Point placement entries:
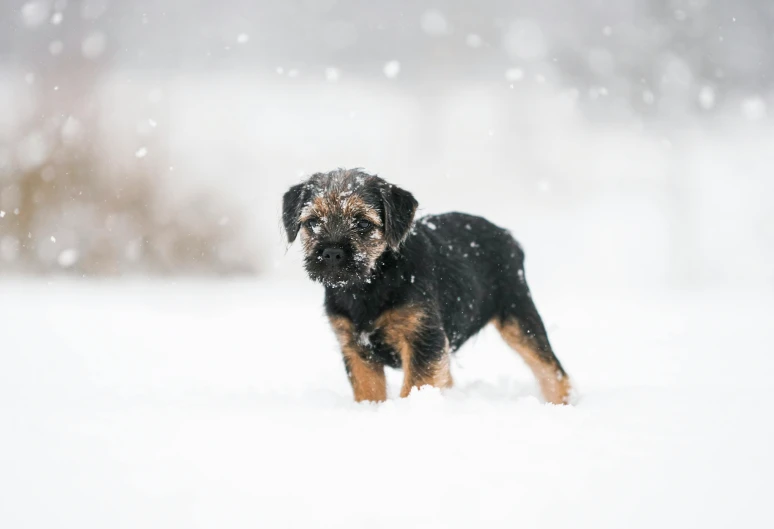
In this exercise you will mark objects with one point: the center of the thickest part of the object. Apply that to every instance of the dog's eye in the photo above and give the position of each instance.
(363, 225)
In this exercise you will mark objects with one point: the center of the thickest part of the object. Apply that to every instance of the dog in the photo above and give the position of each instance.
(407, 294)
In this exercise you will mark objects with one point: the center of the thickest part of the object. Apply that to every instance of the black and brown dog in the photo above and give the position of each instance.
(407, 294)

STATED TASK: Rewrite all the entries above with "thickest part" swapped for "widest part", changing nothing else, and omit the pictures.

SOLVED EXERCISE:
In this exercise you will mark objects with one point: the center of the widest part of the object. Apply that to every instance of the dog's eye in the photo above and give the position of each instance.
(363, 225)
In this exercise you will mark objects with one point: the center of the widest part of the object. Apply that to every instance of the dog in the photo above and give the position of each instance.
(407, 294)
In this exercise you will mark objects with one point: the center of the widest part of the object. Apply that to every instance of the black and brown dog in the photo above and give the position of each instance.
(407, 294)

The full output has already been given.